___ TEXTO PROPUESTO
Celebración grotesca entre la creatividad y la simpleza
La Paz», una versión del dramaturgo/escenógrafo/miembro de la Real Academia Española Francisco Nieva (Valdepeñas, 1924-2016) de la comedia homónima de Aristófanes, es el cuarto espectáculo teatral de la 70ª edición del Festival de Mérida, presentado en el Teatro Romano. Esta representación, cuyo subtítulo, «Celebración grotesca sobre Aristófanes», que refleja con precisión el tono de la versión, ha buscado rendir homenaje al autor manchego en el centenario de su nacimiento. Se trata de una coproducción entre la compañía Sanra Produce y el Festival de Teatro Clásico de Mérida, bajo la dirección artística de la albaceteña Rakel Camacho.
«La Paz» es una comedia didáctica de Aristófanes, escrita y representada -en el 421 a.C.- durante las negociaciones entre Esparta y Atenas en el contexto de la guerra del Peloponeso, que culminaron poco después con la llamada paz de Nicias. La obra refleja no solo los anhelos pacifistas del autor griego, sino también los de la mayoría de los atenienses y espartanos. Aristófanes, sin dejar de atacar y burlarse de sus contemporáneos, se esmera en ilustrar vívidamente las ventajas que la paz traería a todos y en presentar ante el público ateniense su ideal panhelénico de prosperidad para todos los pueblos de Grecia. Así, esta obra resultó oportuna y progresista en una época de la democracia griega en la que el teatro estaba profundamente comprometido con el desarrollo de sus leyes e instituciones.
La obra narra la historia protagonizada por Trigeo, un campesino ateniense harto de la guerra, quien decide viajar al Olimpo para suplicar a los dioses que pongan fin al conflicto. Para alcanzar su objetivo, Trigeo monta un escarabajo gigante, en una parodia de las leyendas de los héroes mitológicos. Una vez en el Olimpo, descubre que la diosa Paz ha sido encarcelada por los dioses de la guerra. Con la ayuda de otros campesinos, el protagonista libera a la diosa y la lleva de vuelta a la tierra. El retorno de la Paz trae consigo la restauración de la vida cotidiana y los placeres simples, como el trabajo en el campo y las festividades. La obra concluye con una celebración de bodas entre Trigeo y una doncella, personificación de la Paz, simbolizando el renacimiento de una era de tranquilidad y prosperidad.
La versión de Francisco Nieva, encargada por el director Manuel Canseco y montada por primera vez en 1977 en el Teatro Romano, representó una audaz reinterpretación del texto original. Nieva transformó libremente la obra (cuya estructura era algo monótona), manteniendo las líneas argumentales básicas pero incorporando numerosas modificaciones y aportaciones propias. Su elocuencia dio lugar a un lenguaje novedoso y fuertemente sarcástico, un vigoroso equivalente al que Aristófanes utilizaba para deleitar y hacer reír a sus espectadores. Además, se destaca su capacidad para convertir la comedia en un espectáculo moderno, libre y agudo, con recortes y supresiones bien pensados. En «La Paz», Nieva fusiona la inspiración de la obra original con su vasto conocimiento cultural y lingüístico, enriqueciendo la pieza con elementos de la tradición literaria, construcciones barrocas y, en ocasiones, surrealistas, así como con muchas aportaciones de las vanguardias. El resultado fue una creación que, aunque basada en el original, puede considerarse plenamente como una obra propia de Nieva.
______
___ EXTRACTO DE DATOS
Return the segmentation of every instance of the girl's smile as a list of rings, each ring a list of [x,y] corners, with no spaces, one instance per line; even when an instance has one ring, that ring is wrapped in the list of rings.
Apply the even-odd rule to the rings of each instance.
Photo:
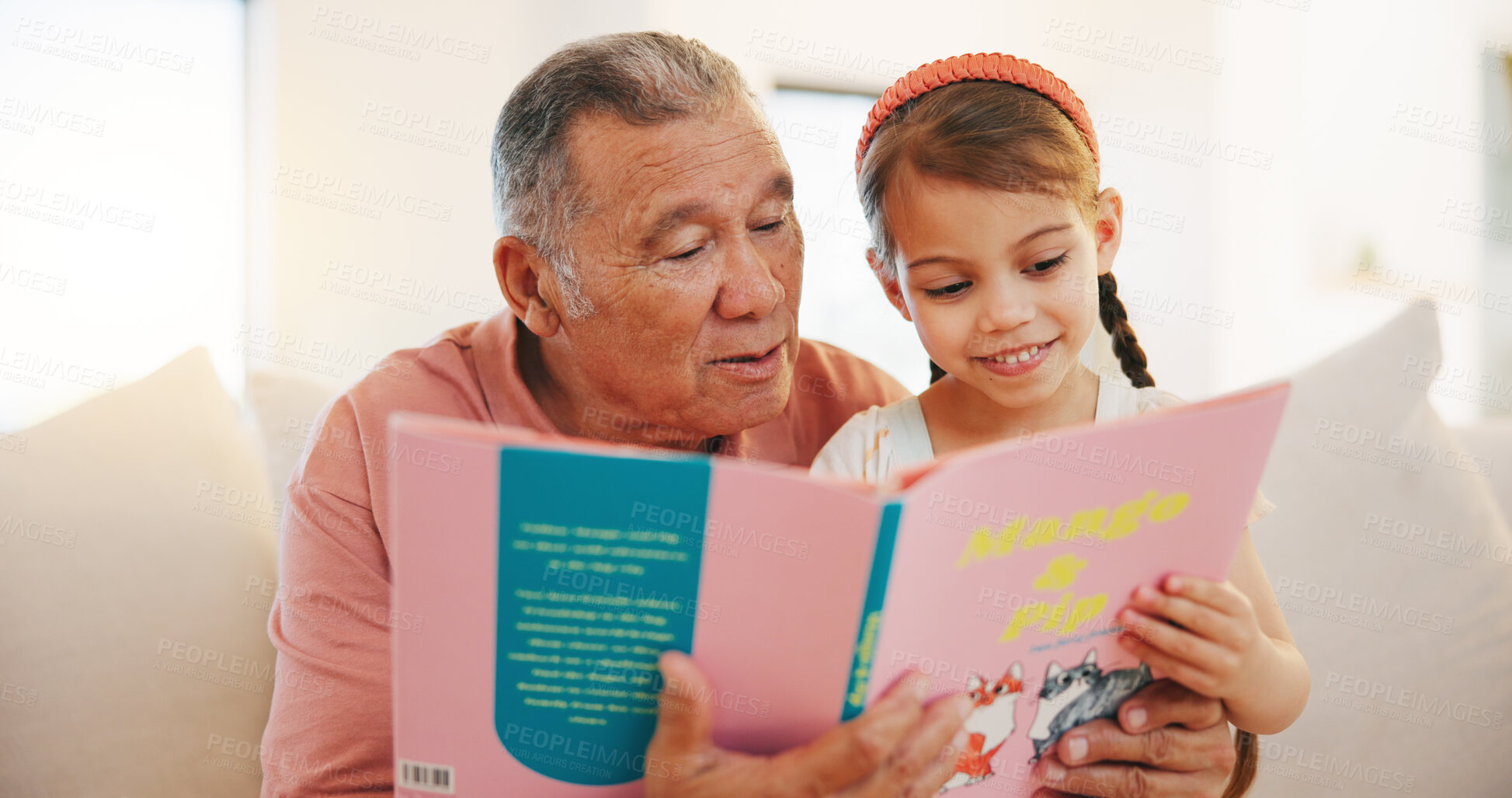
[[[999,377],[1018,377],[1039,368],[1045,362],[1045,357],[1049,356],[1049,348],[1055,345],[1055,341],[1060,341],[1060,338],[1043,344],[1004,350],[987,357],[972,357],[972,360]]]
______
CONSIGNA: Extrae sin cambios del texto sobre «La Paz» el fragmento que empieza en "La obra narra" y termina en "tranquilidad y prosperidad.".

EJERCICIO RESUELTO:
La obra narra la historia protagonizada por Trigeo, un campesino ateniense harto de la guerra, quien decide viajar al Olimpo para suplicar a los dioses que pongan fin al conflicto. Para alcanzar su objetivo, Trigeo monta un escarabajo gigante, en una parodia de las leyendas de los héroes mitológicos. Una vez en el Olimpo, descubre que la diosa Paz ha sido encarcelada por los dioses de la guerra. Con la ayuda de otros campesinos, el protagonista libera a la diosa y la lleva de vuelta a la tierra. El retorno de la Paz trae consigo la restauración de la vida cotidiana y los placeres simples, como el trabajo en el campo y las festividades. La obra concluye con una celebración de bodas entre Trigeo y una doncella, personificación de la Paz, simbolizando el renacimiento de una era de tranquilidad y prosperidad.